> **Saved entries**:
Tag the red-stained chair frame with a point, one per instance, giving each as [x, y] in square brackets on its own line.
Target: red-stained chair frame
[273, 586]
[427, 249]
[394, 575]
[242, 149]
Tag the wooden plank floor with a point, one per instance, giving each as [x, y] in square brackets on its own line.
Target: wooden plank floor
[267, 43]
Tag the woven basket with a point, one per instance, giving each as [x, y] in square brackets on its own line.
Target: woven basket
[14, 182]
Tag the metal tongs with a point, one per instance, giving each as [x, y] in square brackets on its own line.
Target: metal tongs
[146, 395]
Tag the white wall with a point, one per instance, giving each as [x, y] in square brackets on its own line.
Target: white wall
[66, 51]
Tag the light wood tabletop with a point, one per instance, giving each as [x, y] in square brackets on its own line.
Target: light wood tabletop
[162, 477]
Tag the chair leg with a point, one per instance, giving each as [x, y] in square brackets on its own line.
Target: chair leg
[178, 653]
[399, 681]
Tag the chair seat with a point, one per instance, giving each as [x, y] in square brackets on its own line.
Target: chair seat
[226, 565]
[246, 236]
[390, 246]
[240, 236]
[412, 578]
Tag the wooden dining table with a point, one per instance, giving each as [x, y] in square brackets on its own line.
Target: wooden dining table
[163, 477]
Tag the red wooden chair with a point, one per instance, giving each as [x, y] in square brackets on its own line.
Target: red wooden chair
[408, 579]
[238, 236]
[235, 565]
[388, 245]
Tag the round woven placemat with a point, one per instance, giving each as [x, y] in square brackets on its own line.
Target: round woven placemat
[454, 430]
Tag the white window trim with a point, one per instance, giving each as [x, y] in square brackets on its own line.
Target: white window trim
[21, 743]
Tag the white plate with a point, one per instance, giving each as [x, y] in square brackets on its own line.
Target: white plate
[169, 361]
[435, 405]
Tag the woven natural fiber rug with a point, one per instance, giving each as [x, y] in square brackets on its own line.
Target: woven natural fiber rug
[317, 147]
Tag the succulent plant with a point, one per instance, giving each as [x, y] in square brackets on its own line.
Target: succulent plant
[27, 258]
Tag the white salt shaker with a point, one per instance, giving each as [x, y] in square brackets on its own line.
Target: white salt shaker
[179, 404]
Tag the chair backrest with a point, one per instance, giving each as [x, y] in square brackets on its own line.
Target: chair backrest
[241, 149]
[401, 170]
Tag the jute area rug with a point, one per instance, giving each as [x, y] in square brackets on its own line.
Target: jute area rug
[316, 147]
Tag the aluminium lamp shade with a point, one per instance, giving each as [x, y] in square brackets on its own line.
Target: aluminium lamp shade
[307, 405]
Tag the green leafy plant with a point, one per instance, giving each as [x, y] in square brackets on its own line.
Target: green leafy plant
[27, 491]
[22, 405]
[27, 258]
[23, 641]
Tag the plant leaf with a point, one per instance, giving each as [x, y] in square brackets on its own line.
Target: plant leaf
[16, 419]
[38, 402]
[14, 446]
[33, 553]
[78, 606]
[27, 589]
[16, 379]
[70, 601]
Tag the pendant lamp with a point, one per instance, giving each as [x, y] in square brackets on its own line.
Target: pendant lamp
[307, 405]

> **The problem**: Please print, exactly and with nothing else, the lines from the first line of the entries through the line containing "Tag the wooden plank".

> **Result**:
Tag the red-stained chair frame with a point, one per instance, giving each as [x, y] in square brackets on its own line.
Target: red-stained chair frame
[273, 586]
[427, 249]
[394, 575]
[242, 149]
Tag the wooden plank floor with a point, one per instance, giving each as [x, y] in square brackets on its own line.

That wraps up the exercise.